◆ SET PROBLEM: Find every line in the rows below that contains the string "given", and copy each of those lines. Case counts.

◆ INPUT DATA:
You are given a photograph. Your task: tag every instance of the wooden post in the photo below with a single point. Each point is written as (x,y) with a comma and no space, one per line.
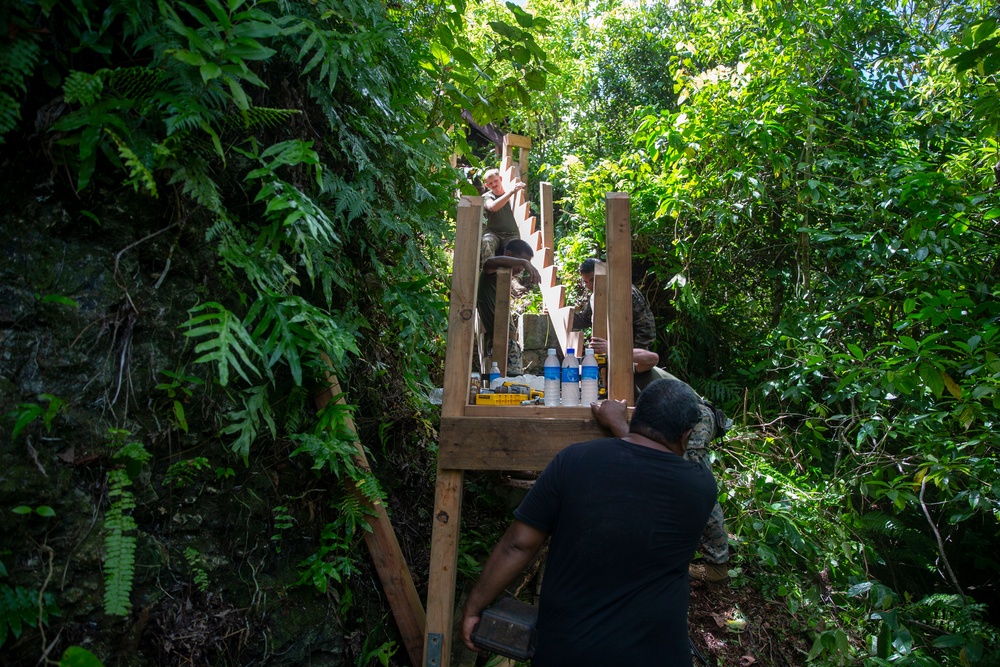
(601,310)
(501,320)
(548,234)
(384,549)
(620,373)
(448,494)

...

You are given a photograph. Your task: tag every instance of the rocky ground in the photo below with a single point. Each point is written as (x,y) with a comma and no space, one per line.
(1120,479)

◆ ANSWER TO THIS PROBLEM:
You are given a photograph. Your task: tag every instance of the wooden post in the photo below with a single point. Each point is written as (x,y) with a comma and no space, one per line.
You are given a photograph. Your task: tag every instance of the rocky ground in the photo below with a single point. Each point is written as (x,y) with a comma and no space, one per line.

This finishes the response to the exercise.